◆ **WHAT TO PRODUCE**: Copy the records from the line containing "For the ivy" through the end of the records, offsetting every point coordinate by -120 and keeping all other text unchanged.

(Recorded data)
★ ★ ★ ★ ★
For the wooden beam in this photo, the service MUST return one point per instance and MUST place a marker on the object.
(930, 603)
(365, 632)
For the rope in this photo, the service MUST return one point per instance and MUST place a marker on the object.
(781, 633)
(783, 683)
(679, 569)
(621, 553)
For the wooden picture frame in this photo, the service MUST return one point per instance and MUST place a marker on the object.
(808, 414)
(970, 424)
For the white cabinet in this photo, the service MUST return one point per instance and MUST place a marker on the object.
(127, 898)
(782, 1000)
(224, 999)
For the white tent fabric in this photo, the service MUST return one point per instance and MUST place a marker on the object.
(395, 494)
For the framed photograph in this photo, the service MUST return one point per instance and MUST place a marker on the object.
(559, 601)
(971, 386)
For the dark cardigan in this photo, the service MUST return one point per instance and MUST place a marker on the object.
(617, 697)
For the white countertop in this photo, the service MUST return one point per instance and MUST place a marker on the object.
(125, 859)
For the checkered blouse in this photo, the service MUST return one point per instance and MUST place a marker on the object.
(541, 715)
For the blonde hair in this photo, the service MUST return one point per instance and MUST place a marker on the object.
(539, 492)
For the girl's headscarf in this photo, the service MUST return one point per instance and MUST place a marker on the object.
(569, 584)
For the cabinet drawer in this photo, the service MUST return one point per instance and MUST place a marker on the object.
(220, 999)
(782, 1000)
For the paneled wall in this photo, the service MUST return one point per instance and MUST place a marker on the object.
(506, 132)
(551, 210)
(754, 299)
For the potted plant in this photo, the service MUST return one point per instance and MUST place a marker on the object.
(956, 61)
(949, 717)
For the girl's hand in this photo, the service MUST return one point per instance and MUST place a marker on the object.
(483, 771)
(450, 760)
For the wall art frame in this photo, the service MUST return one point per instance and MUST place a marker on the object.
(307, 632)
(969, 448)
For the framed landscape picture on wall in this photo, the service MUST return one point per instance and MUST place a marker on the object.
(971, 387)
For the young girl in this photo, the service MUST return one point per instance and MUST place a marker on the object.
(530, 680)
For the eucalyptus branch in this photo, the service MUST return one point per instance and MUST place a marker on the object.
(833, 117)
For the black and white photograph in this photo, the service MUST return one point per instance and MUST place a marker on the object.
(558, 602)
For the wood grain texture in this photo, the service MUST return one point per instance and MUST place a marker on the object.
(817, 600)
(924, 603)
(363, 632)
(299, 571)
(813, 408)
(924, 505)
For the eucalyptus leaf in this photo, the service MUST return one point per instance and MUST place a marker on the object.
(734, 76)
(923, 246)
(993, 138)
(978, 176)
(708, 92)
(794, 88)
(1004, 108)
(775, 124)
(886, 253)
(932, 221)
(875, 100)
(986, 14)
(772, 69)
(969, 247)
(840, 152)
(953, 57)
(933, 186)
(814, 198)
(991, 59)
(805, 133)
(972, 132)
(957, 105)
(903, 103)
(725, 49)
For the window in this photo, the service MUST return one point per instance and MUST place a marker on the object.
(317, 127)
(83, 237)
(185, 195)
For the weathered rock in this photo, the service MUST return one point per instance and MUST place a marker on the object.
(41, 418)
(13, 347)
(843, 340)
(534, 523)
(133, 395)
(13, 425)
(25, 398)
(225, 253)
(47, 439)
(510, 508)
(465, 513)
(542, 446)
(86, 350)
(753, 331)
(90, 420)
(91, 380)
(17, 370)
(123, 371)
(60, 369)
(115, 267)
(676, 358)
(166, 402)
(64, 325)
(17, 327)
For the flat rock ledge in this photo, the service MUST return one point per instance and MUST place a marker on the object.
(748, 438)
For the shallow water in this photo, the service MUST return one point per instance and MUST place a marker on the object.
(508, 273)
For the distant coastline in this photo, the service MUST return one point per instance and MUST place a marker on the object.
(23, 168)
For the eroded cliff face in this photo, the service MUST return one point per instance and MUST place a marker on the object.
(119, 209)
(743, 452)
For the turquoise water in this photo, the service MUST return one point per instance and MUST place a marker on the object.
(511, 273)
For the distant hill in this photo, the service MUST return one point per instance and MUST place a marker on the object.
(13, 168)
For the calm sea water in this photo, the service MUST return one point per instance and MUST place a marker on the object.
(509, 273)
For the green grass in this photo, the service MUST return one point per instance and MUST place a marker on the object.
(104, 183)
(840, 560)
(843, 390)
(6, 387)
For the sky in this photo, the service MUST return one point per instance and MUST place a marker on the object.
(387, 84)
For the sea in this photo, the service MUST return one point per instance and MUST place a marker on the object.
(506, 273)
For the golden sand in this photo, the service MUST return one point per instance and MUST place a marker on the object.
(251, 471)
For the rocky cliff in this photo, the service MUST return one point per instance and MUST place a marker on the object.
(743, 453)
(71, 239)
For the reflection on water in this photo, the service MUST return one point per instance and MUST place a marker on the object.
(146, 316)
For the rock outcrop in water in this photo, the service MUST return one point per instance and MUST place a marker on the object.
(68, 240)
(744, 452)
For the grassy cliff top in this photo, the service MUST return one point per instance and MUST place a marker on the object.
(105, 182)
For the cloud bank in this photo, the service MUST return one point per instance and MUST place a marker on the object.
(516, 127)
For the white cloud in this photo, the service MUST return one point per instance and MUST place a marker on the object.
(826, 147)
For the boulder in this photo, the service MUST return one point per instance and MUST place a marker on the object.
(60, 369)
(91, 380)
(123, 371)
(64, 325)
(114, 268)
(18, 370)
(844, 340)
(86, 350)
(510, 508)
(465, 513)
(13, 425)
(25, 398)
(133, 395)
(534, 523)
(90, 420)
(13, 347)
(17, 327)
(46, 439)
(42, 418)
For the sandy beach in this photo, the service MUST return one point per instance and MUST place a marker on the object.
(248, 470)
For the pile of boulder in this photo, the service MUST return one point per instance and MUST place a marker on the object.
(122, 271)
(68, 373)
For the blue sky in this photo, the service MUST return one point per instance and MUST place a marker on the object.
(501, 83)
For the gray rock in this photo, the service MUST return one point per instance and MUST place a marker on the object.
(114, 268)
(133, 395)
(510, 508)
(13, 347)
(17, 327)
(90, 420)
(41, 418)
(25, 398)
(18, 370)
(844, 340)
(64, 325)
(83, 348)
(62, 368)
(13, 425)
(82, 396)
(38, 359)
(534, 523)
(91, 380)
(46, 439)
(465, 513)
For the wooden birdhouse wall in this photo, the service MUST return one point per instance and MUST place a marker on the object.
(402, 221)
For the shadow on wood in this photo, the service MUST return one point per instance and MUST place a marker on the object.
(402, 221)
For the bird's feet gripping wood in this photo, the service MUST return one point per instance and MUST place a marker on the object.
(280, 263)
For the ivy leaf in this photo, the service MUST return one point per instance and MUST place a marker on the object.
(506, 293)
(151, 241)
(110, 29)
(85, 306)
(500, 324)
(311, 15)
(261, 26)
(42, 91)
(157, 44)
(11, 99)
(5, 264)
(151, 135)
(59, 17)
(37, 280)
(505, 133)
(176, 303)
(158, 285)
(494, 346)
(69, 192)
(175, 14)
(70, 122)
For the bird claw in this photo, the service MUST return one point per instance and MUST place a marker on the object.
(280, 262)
★ ★ ★ ★ ★
◆ **COMPLETED EXERCISE**:
For the ivy leaf in this photo, the service MUST return one point per instance and MUST place a marker on the object.
(386, 173)
(31, 121)
(-10, -91)
(-35, 186)
(380, 204)
(191, -105)
(141, -94)
(-78, -29)
(37, -76)
(-109, -21)
(-115, 144)
(31, 15)
(-61, -103)
(-83, 160)
(385, 13)
(56, 183)
(38, 165)
(374, 226)
(-51, 72)
(55, -106)
(-50, 2)
For the bird claw in this photo, the service MUST return one point per instance and MUST place a marker on the object.
(160, 142)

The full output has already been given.